*Excerpt to read*.
┌──

To the Nurse Who Told Me to Get a Psych Eval for My Chronic Pain
Hi Nurse,
You probably don’t remember me, as I stopped going to the pain management clinic you work at after I talked to you. I went to my first appointment at your clinic late last May, as my pain became unbearable.
At this point, pain followed me around like a shadow and made my life incredibly miserable. Between daily migraines from my post-concussive syndrome, foot pain from plantar fasciitis and joint pain from my vasculitis, I am uncomfortable 99 percent of the time. I don’t remember the last time I wasn’t in pain, but I didn’t want to accept my severe pain levels. After speaking to my rheumatologist, we both agreed that going to a pain management clinic would be my best course of action. Or so we thought.
I came to your office open-minded because I really wanted to get the help I needed to feel better. I met the doctor, who was nice enough. I had some warning signs, like how the doctor didn’t recommend any medications and my primary and rheumatologist had to call your office about five times to get the evaluation. I still tried to have hope.
Before I started a new job in late June – that would only last a month – I called your office asking to get a follow-up appointment after I got home. I called again. And again. Your office finally picked up, and I happened to speak to you. At this point, I was crying because I was frustrated with how much pain I was in. I was frustrated because I felt like your office didn’t care enough to respond to my calls most of the time.
I asked if I could be seen within a week of being home, as I felt like my body was crushing itself. Instead of letting me know when my then-doctor would be next available, you told me I should go to the emergency room to get a psych evaluation. I told you that wouldn’t address my problems and hung up.
I don’t know your intent behind saying that, but I let you know how it made me feel. It took me years to get diagnosed with the rare disease I have called vasculitis. I was told constantly by medical professionals that I should get psych evaluations because they suggested that my symptoms were all in my head. When you said I should go to the ER to get a psych evaluation from my chronic pain, this brought back all my pent up frustration from this period of my life.
I spoke to my rheumatologist about this experience, and she told me she would not refer another patient to your clinic. My chronic pain is real, and I shouldn’t have to fight for it to be taken seriously.

└──

*Requirement*.
Could you copy the letter to the nurse word for word, from "I came to your" up to and including "to have hope."?

[Saved entries]
┌──

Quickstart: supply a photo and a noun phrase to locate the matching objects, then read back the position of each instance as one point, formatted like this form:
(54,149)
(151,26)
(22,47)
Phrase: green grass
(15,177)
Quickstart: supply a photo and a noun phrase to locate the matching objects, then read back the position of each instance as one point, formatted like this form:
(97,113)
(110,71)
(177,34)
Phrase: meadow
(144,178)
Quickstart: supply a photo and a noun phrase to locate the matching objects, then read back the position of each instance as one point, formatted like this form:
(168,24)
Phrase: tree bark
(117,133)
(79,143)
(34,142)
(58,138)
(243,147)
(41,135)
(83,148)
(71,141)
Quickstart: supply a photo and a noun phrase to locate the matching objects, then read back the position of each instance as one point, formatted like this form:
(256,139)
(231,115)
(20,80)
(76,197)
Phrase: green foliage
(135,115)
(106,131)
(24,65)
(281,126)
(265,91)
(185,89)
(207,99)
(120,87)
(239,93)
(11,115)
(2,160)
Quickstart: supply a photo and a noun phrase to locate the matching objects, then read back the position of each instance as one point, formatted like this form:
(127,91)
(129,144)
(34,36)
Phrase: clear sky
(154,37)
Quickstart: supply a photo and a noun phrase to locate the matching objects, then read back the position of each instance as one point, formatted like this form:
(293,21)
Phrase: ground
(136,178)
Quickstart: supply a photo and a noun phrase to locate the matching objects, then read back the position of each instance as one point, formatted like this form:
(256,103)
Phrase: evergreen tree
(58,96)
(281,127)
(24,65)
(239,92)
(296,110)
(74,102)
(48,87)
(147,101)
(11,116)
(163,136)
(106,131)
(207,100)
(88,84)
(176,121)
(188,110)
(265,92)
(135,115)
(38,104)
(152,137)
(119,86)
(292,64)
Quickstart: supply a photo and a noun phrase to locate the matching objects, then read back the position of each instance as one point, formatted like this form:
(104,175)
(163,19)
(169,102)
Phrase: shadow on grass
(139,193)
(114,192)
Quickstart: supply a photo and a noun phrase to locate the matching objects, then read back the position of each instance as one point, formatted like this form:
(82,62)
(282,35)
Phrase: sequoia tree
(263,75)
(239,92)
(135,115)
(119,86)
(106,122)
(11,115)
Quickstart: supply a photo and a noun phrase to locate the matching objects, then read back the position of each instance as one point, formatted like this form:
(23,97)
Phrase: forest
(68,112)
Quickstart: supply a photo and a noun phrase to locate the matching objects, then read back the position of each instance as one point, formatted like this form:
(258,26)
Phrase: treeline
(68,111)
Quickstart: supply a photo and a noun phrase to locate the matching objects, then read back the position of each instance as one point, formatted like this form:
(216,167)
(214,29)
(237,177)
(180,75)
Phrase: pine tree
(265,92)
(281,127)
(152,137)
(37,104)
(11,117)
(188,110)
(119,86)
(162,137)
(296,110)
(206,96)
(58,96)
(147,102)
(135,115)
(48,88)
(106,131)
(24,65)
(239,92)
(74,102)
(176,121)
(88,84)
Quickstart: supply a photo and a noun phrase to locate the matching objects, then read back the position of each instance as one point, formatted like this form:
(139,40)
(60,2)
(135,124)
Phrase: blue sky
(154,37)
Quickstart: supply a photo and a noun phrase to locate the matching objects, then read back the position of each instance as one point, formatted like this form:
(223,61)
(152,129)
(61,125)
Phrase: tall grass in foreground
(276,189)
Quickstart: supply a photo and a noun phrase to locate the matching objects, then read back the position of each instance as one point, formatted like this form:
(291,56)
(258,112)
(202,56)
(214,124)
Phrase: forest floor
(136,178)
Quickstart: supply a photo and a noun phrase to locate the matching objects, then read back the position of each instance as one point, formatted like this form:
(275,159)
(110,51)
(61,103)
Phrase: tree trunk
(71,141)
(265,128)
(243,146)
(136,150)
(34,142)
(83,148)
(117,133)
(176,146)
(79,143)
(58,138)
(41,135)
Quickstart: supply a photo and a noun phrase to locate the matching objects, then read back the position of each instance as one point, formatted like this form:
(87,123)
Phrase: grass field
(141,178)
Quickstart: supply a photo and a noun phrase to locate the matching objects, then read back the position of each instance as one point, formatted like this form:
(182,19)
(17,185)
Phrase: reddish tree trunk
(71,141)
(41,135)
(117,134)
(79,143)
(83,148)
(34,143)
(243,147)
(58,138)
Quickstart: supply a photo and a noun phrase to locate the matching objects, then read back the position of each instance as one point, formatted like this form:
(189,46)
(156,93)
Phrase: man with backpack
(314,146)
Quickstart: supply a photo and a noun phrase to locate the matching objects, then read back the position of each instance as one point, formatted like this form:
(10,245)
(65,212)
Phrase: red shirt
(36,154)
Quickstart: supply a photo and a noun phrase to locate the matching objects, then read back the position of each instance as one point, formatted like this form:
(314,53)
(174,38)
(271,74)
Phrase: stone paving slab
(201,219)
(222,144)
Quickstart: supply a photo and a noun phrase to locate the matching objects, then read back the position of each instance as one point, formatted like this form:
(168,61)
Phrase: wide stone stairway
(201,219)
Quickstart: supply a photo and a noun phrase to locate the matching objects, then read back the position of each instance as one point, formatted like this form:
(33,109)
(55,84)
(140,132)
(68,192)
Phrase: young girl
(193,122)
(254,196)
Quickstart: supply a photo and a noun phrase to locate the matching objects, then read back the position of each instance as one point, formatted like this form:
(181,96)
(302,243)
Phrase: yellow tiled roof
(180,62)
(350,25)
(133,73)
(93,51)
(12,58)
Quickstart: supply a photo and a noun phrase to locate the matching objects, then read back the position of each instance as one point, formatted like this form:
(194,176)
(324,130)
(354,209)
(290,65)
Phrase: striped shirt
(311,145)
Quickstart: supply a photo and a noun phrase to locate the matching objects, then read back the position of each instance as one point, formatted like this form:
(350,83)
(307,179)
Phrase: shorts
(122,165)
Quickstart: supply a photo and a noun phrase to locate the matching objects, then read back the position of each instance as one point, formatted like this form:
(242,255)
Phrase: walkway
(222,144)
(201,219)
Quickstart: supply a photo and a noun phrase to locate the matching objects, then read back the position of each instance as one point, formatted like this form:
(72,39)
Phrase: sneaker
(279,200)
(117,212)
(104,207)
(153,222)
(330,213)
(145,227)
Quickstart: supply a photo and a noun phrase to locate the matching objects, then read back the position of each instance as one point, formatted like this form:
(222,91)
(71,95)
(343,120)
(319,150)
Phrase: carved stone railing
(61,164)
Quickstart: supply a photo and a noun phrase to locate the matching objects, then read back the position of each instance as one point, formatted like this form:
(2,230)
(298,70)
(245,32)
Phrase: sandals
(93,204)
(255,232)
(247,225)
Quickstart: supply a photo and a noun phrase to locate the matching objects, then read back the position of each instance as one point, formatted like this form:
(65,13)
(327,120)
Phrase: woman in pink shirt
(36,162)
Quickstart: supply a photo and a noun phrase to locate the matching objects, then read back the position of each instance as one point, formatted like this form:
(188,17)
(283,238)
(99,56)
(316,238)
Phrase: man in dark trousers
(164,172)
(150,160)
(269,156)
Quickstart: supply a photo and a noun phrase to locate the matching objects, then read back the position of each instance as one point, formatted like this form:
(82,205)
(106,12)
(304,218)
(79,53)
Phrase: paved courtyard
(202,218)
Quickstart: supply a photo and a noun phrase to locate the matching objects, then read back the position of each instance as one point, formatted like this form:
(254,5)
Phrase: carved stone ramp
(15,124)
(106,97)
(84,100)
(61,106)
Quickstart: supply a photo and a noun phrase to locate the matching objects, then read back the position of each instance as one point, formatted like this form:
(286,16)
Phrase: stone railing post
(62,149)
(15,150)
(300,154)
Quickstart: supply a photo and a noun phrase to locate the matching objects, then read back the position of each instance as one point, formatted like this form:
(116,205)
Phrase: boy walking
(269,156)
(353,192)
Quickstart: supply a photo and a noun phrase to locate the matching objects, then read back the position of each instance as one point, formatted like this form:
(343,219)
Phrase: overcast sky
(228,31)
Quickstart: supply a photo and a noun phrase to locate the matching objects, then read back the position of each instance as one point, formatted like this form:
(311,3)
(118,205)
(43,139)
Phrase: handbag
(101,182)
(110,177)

└──
┌──

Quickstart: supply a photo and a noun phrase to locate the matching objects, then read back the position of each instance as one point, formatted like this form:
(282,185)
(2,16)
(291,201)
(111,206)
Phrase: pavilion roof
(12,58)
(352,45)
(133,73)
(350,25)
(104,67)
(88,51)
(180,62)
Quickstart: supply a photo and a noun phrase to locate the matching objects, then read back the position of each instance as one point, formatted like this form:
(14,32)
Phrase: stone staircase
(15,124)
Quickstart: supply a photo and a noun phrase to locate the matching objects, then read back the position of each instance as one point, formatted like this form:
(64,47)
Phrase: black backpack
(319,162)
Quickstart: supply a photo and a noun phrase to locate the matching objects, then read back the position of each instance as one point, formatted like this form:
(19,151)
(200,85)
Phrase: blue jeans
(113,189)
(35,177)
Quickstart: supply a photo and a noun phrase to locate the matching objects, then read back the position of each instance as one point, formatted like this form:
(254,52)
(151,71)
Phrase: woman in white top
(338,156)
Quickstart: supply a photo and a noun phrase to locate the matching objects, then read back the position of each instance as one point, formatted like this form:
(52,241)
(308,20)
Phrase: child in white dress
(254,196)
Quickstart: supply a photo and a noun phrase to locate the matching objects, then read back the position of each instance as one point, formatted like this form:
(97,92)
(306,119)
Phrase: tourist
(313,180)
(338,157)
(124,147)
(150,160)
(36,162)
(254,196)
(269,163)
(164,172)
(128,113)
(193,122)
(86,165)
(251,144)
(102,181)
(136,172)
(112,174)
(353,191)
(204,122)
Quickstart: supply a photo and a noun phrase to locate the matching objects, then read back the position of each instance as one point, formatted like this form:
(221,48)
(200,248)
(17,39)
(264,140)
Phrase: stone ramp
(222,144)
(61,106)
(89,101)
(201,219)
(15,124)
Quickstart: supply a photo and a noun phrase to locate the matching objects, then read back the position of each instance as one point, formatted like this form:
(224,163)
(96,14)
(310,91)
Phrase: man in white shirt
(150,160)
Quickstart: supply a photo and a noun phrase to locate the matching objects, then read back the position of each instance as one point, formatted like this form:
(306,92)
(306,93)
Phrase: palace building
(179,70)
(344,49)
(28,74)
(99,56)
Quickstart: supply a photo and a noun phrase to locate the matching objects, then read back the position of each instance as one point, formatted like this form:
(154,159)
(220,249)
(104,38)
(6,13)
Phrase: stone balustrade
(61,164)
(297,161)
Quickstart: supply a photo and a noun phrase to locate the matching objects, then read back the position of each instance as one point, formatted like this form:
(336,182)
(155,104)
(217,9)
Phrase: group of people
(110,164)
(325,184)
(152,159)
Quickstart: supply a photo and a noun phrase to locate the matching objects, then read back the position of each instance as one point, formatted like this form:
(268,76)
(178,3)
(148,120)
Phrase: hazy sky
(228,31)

└──

*Solved problem*.
I came to your office open-minded because I really wanted to get the help I needed to feel better. I met the doctor, who was nice enough. I had some warning signs, like how the doctor didn’t recommend any medications and my primary and rheumatologist had to call your office about five times to get the evaluation. I still tried to have hope.